Description of the task:
Exclude the pictures and return every line exactly as written.
○ ○ ○ ○
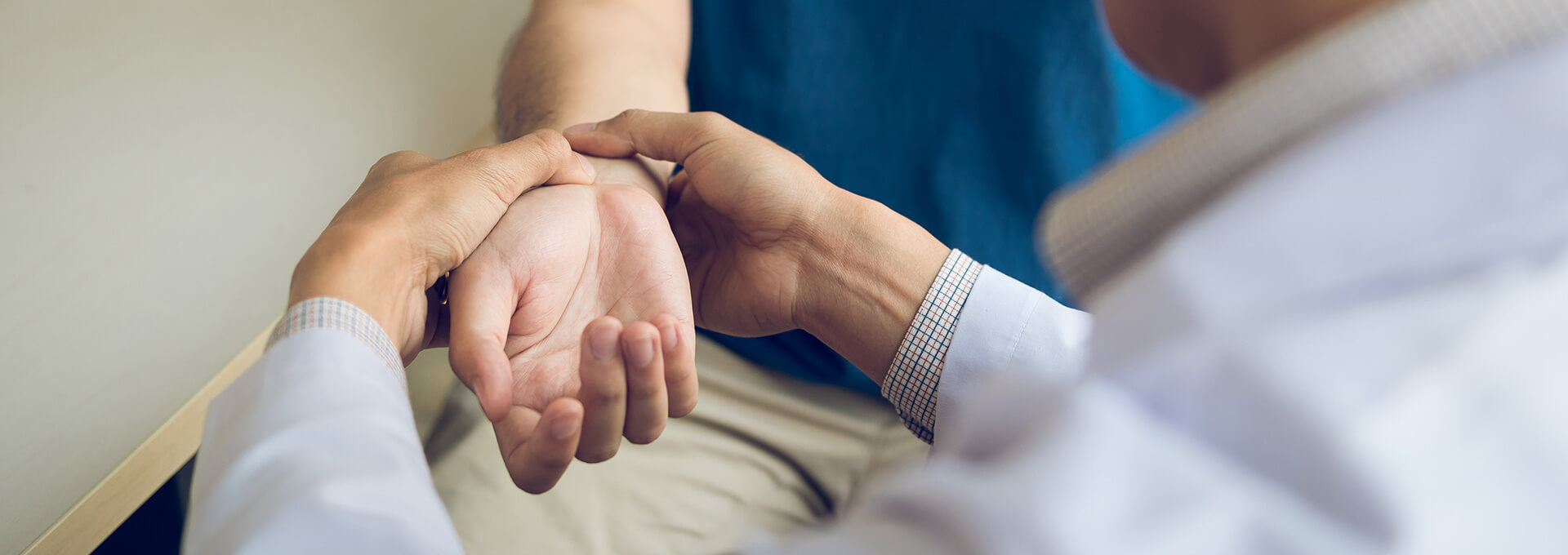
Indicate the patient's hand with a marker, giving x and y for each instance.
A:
(559, 259)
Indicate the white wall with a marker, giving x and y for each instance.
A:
(162, 166)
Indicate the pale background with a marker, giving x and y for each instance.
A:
(162, 165)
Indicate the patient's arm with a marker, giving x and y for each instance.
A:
(565, 256)
(587, 60)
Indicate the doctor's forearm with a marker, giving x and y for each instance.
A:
(576, 61)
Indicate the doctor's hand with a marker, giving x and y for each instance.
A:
(567, 259)
(414, 218)
(770, 245)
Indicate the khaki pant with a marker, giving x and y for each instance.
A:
(763, 454)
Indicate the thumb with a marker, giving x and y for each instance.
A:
(659, 135)
(482, 309)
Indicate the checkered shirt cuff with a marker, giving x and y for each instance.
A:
(918, 366)
(325, 313)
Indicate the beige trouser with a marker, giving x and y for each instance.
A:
(763, 454)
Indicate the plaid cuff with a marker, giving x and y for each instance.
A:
(918, 366)
(325, 313)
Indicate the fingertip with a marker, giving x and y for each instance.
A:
(603, 337)
(640, 342)
(668, 333)
(588, 170)
(565, 417)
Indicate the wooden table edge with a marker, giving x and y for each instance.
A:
(137, 477)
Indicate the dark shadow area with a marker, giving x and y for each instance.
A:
(157, 524)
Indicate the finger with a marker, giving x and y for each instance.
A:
(603, 391)
(647, 405)
(482, 304)
(659, 135)
(538, 449)
(537, 158)
(678, 345)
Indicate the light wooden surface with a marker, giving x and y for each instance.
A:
(162, 166)
(145, 469)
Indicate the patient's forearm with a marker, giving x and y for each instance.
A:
(587, 60)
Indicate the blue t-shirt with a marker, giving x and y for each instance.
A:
(963, 118)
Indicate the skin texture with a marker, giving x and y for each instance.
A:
(571, 61)
(521, 301)
(772, 245)
(416, 218)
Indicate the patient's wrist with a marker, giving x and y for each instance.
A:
(637, 171)
(864, 279)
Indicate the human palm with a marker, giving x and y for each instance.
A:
(559, 259)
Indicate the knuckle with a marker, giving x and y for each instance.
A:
(710, 122)
(630, 113)
(608, 396)
(683, 408)
(598, 454)
(480, 158)
(550, 141)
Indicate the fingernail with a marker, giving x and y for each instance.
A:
(640, 352)
(670, 336)
(603, 342)
(564, 427)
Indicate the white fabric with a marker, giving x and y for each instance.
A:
(1360, 350)
(1012, 328)
(313, 451)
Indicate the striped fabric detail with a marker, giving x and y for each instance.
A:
(918, 366)
(325, 313)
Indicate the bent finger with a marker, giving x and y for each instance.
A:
(548, 444)
(659, 135)
(482, 306)
(678, 342)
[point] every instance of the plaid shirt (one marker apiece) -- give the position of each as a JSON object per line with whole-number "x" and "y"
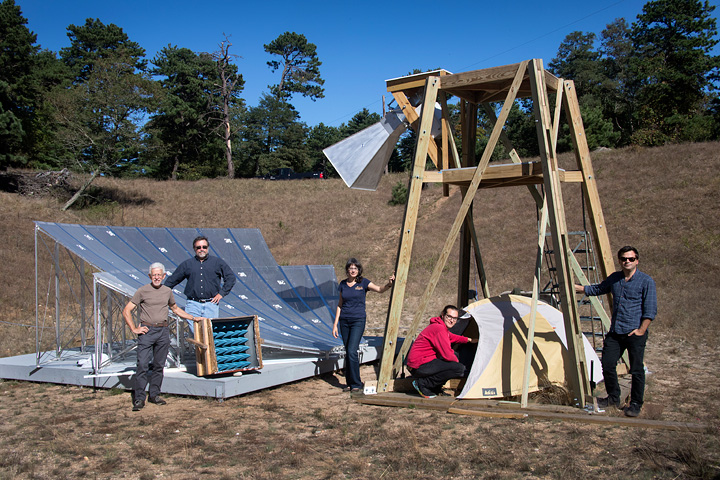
{"x": 633, "y": 300}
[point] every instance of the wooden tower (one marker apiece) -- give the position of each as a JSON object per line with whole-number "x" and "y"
{"x": 479, "y": 88}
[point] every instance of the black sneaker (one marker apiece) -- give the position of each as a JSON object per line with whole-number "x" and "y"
{"x": 422, "y": 394}
{"x": 608, "y": 402}
{"x": 633, "y": 410}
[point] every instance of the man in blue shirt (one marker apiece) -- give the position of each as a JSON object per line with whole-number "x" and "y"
{"x": 634, "y": 307}
{"x": 204, "y": 275}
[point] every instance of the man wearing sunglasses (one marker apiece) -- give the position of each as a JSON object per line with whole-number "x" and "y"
{"x": 208, "y": 280}
{"x": 431, "y": 358}
{"x": 634, "y": 307}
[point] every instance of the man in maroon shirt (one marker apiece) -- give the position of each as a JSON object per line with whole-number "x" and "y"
{"x": 431, "y": 358}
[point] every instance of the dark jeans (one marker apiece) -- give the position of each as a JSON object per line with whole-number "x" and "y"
{"x": 351, "y": 330}
{"x": 432, "y": 376}
{"x": 153, "y": 344}
{"x": 613, "y": 348}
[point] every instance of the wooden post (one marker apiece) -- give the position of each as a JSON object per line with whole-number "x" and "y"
{"x": 407, "y": 235}
{"x": 462, "y": 213}
{"x": 578, "y": 375}
{"x": 592, "y": 197}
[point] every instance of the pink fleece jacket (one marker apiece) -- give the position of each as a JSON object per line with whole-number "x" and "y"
{"x": 434, "y": 342}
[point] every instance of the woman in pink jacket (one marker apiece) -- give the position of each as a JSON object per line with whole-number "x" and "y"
{"x": 431, "y": 359}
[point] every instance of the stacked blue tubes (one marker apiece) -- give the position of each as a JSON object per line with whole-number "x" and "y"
{"x": 230, "y": 339}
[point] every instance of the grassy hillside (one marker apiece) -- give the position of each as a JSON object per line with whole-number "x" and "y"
{"x": 662, "y": 200}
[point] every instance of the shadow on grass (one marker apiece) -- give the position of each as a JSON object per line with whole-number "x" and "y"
{"x": 96, "y": 196}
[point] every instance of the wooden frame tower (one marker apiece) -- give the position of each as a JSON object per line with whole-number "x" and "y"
{"x": 478, "y": 89}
○ ○ ○ ○
The result:
Indicate the patient's hand with a marker, giving x and y for each instance.
A:
(559, 259)
Indicate the white wall with a marker, giving x and y for each instance.
A:
(162, 166)
Indicate the pale background with a marker, giving x and y for each instance.
A:
(162, 165)
Indicate the patient's arm with a marker, giving x and y for each instance.
A:
(565, 256)
(587, 60)
Indicate the doctor's forearm with a marker, giving x and y for each instance.
A:
(576, 61)
Indicate the doctor's hand with a marker, giving x and y for each instance.
A:
(567, 259)
(414, 218)
(770, 245)
Indicate the khaki pant with a marker, giving x and y for each instance.
A:
(763, 454)
Indicate the thumb with a marker, giving x and y for each instance.
A:
(659, 135)
(482, 309)
Indicate the checkered shirt cuff with a marker, giving x and y for each instance.
A:
(918, 366)
(325, 313)
Indicate the beige trouser with a marker, giving x and y for each instance.
A:
(763, 454)
Indicate the plaid cuff with a marker, giving x and y for each instance.
A:
(918, 366)
(325, 313)
Indicate the fingertip with a marker, giving x and y for each instance.
A:
(603, 337)
(640, 342)
(668, 333)
(588, 170)
(565, 417)
Indicate the wooden table edge with a marker, giving x and y for each instance.
A:
(137, 477)
Indicate the dark shadow area with a marker, giving x and y for each instance.
A:
(157, 524)
Indicate the finger with a marker, giving x and y for each instance.
A:
(603, 391)
(647, 405)
(482, 304)
(659, 135)
(538, 449)
(537, 158)
(678, 345)
Indicate the light wooden surface with a marker, giving x and y for each instance.
A:
(162, 166)
(145, 469)
Indicate the patient's forearm with a marker, giving x and y for each instance.
A:
(587, 60)
Indicate the blue t-shirt with a marker, giving x and y for each instance.
A:
(963, 118)
Indicate the skin texture with a marker, giving x and y for each instance.
A:
(571, 61)
(521, 301)
(772, 245)
(416, 218)
Indicate the patient's wrist with a marker, giving x and y for each instance.
A:
(637, 171)
(864, 279)
Indicate the human palm with a marker, giving x and y for each instance.
A:
(559, 259)
Indicate the knuckle with a marker, giving x and y for each instance.
A:
(710, 122)
(630, 113)
(608, 396)
(683, 408)
(598, 454)
(480, 158)
(550, 141)
Indicate the fingernail with a marker, giving x and y for each instance.
A:
(640, 352)
(670, 336)
(603, 342)
(564, 427)
Indicate the white fabric with a marker, giving x and y for each instance.
A:
(1360, 350)
(1012, 328)
(313, 451)
Indicate the striped fabric detail with a marker, giving x and y for each instance.
A:
(918, 366)
(325, 313)
Indicate the bent finger with a marker, giving x and y for each instance.
A:
(548, 444)
(659, 135)
(482, 306)
(678, 342)
[point] every instance of the plaid shirt (one marker apiece) -- give the position of each as a JSON object per line with whole-number "x" and "y"
{"x": 633, "y": 300}
[point] every instance of the wooden tower (one marker apiece) -- give the position of each as a JSON object per line with whole-number "x" and "y"
{"x": 479, "y": 88}
[point] every instance of the black sneaker (one marker apiece) -- give the position of each as a JSON object per line with whole-number "x" and "y"
{"x": 422, "y": 394}
{"x": 608, "y": 402}
{"x": 633, "y": 410}
[point] every instance of the man in blue shirt (one marker apiece) -- give the position of each as a JSON object per line with whole-number "x" and "y"
{"x": 634, "y": 307}
{"x": 204, "y": 275}
[point] every instance of the man wearing sunglasses (one marker apiece) -- give the position of each as a JSON object per line with whole-number "x" and "y"
{"x": 208, "y": 280}
{"x": 431, "y": 358}
{"x": 634, "y": 307}
[point] every instance of the man in maroon shirt (one marker apiece) -- give the position of each as a JSON object per line with whole-number "x" and "y"
{"x": 431, "y": 358}
[point] every instance of the dark jeans (one marker apiece) -- give the position of each as a JSON object per line with whole-number "x" and "y"
{"x": 351, "y": 330}
{"x": 432, "y": 376}
{"x": 153, "y": 344}
{"x": 613, "y": 348}
[point] every instance of the wooden post (one marker apiece) -- give the position of each as a JSON object per line with whole-number "x" and "y"
{"x": 407, "y": 235}
{"x": 462, "y": 213}
{"x": 578, "y": 375}
{"x": 592, "y": 197}
[point] every instance of the pink fleece jacket (one marker apiece) -- give the position of each as a JSON object per line with whole-number "x" and "y"
{"x": 434, "y": 342}
[point] every instance of the woman in pink jacket (one marker apiece) -- give the position of each as a JSON object per line with whole-number "x" and "y"
{"x": 431, "y": 359}
[point] every instance of the stacked blue tubes (one marker apiece) -- give the position of each as a JSON object per line with whole-number "x" and "y"
{"x": 230, "y": 339}
[point] every instance of the grassy hillside (one marker apiece) -- give the position of each as a JSON object per line with whole-number "x" and "y"
{"x": 662, "y": 200}
[point] every instance of the shadow on grass (one marker apiece) -- give the position of each as a JSON object per line with whole-number "x" and "y"
{"x": 96, "y": 196}
[point] every instance of the wooden frame tower (one marker apiece) -- give the position of each as a JSON object per line with whole-number "x" and "y"
{"x": 478, "y": 89}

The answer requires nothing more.